• Directions for this task: According to the text about Rebecca's life and writing, why did many readers of "Life in the Iron Mills" think its author must be a man? Answer in one to three sentences.

• Text segment:
• • •
And there is a significant story, “Anne,” of an older woman, a woman in her
sixties, who runs away from home. Though she is shrewdly successful in business, and her children patronizingly love her, somewhere else is her heart’s country of books and music “and the companionship of thinkers.” On the train she sits close enough to overhear a famous poet, a great painter of human suffering, a noted woman reformer, all traveling together. But they prove false, “mere hucksters,”
who “had made a trade of art and humanity . . . until they had lost the perceptions of their highest meanings.”

The train is wrecked. She is brought back home, “petted like a baby”:

            
Yet sometimes in the midst of all this comfort and sunshine a chance note of music or the sound of the restless wind will bring an expression into her eyes which her children do not understand, as if
some creature unknown to them looked out. . . .

                  
At such times [she] will say to herself, “Poor Anne!” as of somebody whom she once knew that is dead.

                  
Is
she dead?

Probably to the end of her days, a creature unknown to those around her lived on in Rebecca, a secret creature still hungry to know; living (like Audrey) ecstatically in nature, in the sea, summers;
living (like Anne) “with her own people, elsewhere” in the year-round red-brick house.

Seldom does she appear in the books and stories and articles that kept on and on (so many that it would take several years just to read all she wrote in her lifetime). In her seventies, she still kept grinding them out. This is but a sampling: “Temple of Fame,” “Curse of Education,” “Ignoble Martyr,” “Country
Girls in Town,” “The Disease of Money-Getting,” “Is It All for Nothing?” “In the Grey Cabins of New England” (about the “starved, coffined” lives of spinsters), “New Traits of the New American,” “Under the Old Code,” “The Black North” (about the furor aroused by President Roosevelt’s inviting Booker T. Washington to dine at the White House—nothing so delighted Rebecca as exposing northern racist
hypocrisy), “Recovery of Family Life,” “Story of a Few Plain Women,” “Undistinguished Americans,” “Unwritten History.”

She died in 1910, age seventy-nine, writing almost to the last moment. No literary journal noted her passing.

Life in the Iron Mills
and
Margret Howth
were already so obliterated by 1891 that Eleanor Marx and Edward Aveling, in their
The Working Class Movement in America,
could
write:

            
. . . one of these days the Uncle Tom’s Cabin of Capitalism will be written.

                  
And here we are tempted to ask, “Where are the American writers of fiction?” With a subject, and such a subject, lying ready to their very hands, clamoring at their very doors, not one of them touches it . . . there are no studies of factory-hands and of dwellers in tenement houses;
no pictures of those sunk in the innermost depths of the modern
Inferno.

On the occasion of her death,
The New York Times did
resurrect the fact that a half century before—before the Inferno had emerged as the overwhelming dominant of American life—a work on the subject had appeared. In its newsstory-obituary (“Mother of Richard Harding Davis Dies at Son’s Home in Mt. Kisco, Aged 79”), it told
how:

            
In 1861 she sent to the
Atlantic Monthly
a story entitled “Life in the Iron Mills,” depicting the grinding life of the working people around her. . . . It attracted attention from all over the country
. . . many thought the author must be a man. The stern but artistic realism of the picture she put alive upon paper, suggested a man, and a man of power not unlike Zola’s.

They
did not mention that she had preceded Zola by two decades.
*

The
Dictionary of American Biography
memorializes her in an estimate denying stern and artistic merit altogether:

            
. . . without guidance or knowledge of literary art save as she had gained it from voluminous reading, she began early to write fiction. . . . Though often crude and amateurish in workmanship, these stories were
nevertheless remarkable productions, distinct landmarks in the evolution of American fiction. Written when the American novel was in all its areas ultra-romantic and over-sentimental, they are Russian-like in their grim and sordid realism.
• • •
• The data:

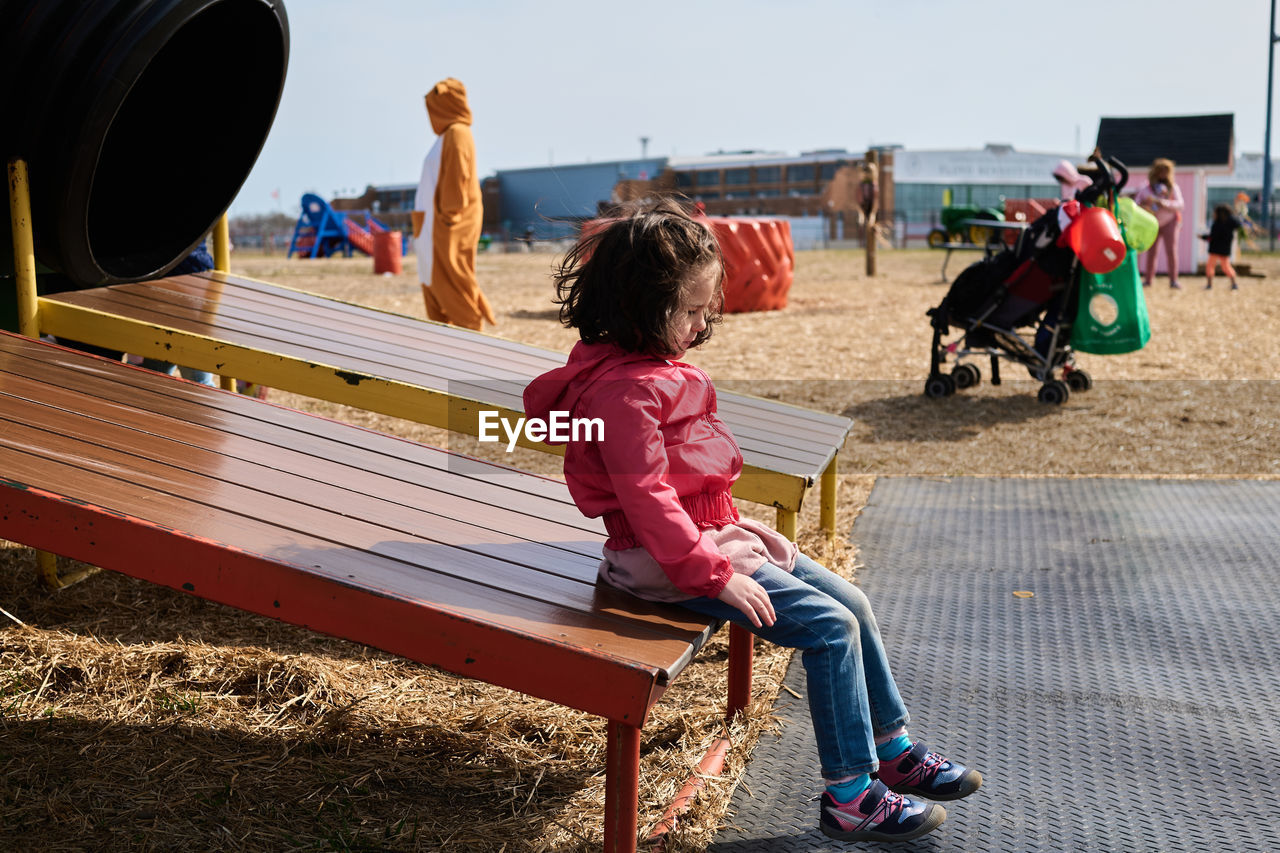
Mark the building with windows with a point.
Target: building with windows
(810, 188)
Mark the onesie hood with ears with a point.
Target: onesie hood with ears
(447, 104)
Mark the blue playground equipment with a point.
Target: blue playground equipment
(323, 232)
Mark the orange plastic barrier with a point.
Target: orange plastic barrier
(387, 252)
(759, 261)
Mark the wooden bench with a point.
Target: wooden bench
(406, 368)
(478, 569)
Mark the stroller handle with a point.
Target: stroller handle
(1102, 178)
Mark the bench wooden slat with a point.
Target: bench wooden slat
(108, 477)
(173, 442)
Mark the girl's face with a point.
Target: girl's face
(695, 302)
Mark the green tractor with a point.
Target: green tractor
• • •
• Answer box: The New York Times obituary says the story's stern but artistic realism suggested a man as its author. It added that this seemed like a man of power not unlike Zola.